Page extract:
-=-=-
Auto Ant

AutoAnt is an object processing automation package. It’s ideal for file processing, if you need to process/syncronize/move files on several directories to different locations (local or remote) and then renaming/moving/deleting or what ever you want. This is the answer.

It’s extremely flexible and extensible, just describe your Sys Admin file/something processing nightmare on a JSON file.

Fixes, bugs and contributions

You’re welcome to report bugs, propose new features, or even better contribute to this project.

Issues, bugs and new features

Contribute

Installation

Installation is straightforward, using the normal python package install.

Using pip

  • Simple Install

    You can install AutoAnt simply by:

    $ pip install autoant
    
  • Advised Virtual Environment Install

    Virtual env is highly advisable because the more projects you have, the more likely it is that you will be working with different versions of Python itself, or at least different versions of Python libraries. Let’s face it: quite often libraries break backwards compatibility, and it’s unlikely that any serious application will have zero dependencies. So what do you do if two or more of your projects have conflicting dependencies?

    If you are on Mac OS X or Linux, chances are that one of the following two commands will work for you:

    $ sudo easy_install virtualenv
    

    or even better:

    $ sudo pip install virtualenv
    

    One of these will probably install virtualenv on your system. Maybe it’s even in your package manager. If you use a debian system (like Ubuntu), try:

    $ sudo apt-get install python-virtualenv
    

    Once you have virtualenv installed, :

    $ mkdir myproject
    $ cd myproject
    $ virtualenv venv
    New python executable in venv/bin/python
    Installing distribute............done.
    $ . venv/bin/activate
    (venv)$
    

    Now install AutoAnt on the virtual env, it will install all the dependencies and these will be isolated from your system’s python packages

    (venv)$ pip install autoant
    

    Next you can run the command line utility, to check if everything is ok :)
-=-=-
Data extract:
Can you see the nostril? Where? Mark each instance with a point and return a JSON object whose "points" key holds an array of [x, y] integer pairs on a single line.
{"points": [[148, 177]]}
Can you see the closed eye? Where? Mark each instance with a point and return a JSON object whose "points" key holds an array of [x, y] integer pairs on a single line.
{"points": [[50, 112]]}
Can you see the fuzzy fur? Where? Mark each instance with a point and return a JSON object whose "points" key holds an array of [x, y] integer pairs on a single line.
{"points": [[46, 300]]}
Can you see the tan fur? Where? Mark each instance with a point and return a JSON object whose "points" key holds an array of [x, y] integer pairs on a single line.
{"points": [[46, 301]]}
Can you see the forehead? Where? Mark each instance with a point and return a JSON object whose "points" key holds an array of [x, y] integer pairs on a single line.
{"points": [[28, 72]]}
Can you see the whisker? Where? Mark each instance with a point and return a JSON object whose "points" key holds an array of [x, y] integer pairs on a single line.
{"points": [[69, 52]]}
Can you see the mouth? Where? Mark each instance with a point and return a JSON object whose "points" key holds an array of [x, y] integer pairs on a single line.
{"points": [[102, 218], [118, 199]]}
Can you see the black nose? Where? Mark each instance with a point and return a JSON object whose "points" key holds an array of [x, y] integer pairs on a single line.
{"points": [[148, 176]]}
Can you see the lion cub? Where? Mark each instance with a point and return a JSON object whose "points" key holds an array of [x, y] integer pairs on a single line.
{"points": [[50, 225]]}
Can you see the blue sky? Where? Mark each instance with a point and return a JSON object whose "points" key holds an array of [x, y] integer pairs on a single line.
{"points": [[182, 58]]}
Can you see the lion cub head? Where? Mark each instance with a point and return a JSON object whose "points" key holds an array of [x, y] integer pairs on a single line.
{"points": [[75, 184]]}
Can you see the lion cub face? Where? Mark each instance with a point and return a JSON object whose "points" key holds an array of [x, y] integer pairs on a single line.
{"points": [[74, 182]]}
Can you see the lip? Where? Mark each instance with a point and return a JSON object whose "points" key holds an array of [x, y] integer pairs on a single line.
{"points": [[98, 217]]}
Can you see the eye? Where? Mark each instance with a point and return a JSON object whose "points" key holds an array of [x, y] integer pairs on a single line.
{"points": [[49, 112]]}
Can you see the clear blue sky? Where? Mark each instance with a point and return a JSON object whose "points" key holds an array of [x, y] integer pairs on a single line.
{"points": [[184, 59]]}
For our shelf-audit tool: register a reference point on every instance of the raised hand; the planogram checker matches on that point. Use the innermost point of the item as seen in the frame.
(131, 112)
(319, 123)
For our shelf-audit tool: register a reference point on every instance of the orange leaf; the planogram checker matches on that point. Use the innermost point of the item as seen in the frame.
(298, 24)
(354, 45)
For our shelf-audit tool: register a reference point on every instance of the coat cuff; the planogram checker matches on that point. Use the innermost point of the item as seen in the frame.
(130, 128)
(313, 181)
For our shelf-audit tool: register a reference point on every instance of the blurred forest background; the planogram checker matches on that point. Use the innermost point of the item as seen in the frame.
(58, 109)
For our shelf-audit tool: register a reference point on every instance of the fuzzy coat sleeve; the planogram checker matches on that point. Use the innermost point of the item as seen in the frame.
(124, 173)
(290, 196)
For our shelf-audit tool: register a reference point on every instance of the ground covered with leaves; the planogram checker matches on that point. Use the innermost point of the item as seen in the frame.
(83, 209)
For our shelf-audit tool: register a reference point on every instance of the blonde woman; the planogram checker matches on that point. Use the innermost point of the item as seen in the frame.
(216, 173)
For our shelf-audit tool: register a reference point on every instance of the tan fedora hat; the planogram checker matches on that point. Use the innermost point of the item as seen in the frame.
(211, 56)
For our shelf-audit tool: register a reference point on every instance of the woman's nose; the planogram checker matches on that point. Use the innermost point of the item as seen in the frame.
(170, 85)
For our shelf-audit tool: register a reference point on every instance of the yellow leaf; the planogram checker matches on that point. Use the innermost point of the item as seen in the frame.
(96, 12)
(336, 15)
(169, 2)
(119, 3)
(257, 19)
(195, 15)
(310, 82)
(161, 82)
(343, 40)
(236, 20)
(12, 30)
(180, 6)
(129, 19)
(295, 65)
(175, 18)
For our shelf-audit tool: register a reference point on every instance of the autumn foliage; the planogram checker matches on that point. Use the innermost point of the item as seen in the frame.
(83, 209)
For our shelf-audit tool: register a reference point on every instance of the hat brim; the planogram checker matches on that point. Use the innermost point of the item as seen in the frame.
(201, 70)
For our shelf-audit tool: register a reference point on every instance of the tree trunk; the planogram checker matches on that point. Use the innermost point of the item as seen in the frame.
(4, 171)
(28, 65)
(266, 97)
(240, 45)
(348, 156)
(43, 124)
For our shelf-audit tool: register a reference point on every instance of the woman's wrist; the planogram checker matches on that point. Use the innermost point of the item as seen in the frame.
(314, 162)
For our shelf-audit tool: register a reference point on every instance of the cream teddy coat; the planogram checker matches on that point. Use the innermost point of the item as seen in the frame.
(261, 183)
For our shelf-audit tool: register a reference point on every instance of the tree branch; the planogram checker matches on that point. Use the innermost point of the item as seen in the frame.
-=-=-
Directions for this task:
Answer these from the AutoAnt page:
1. What file format does it say to use for describing your processing task?
2. What command does it suggest for installing virtualenv on a Debian system?
3. What directory name does its virtualenv example create for the project?
The records have no connection to the text.

Result of the exercise:
1. JSON
2. $ sudo apt-get install python-virtualenv
3. myproject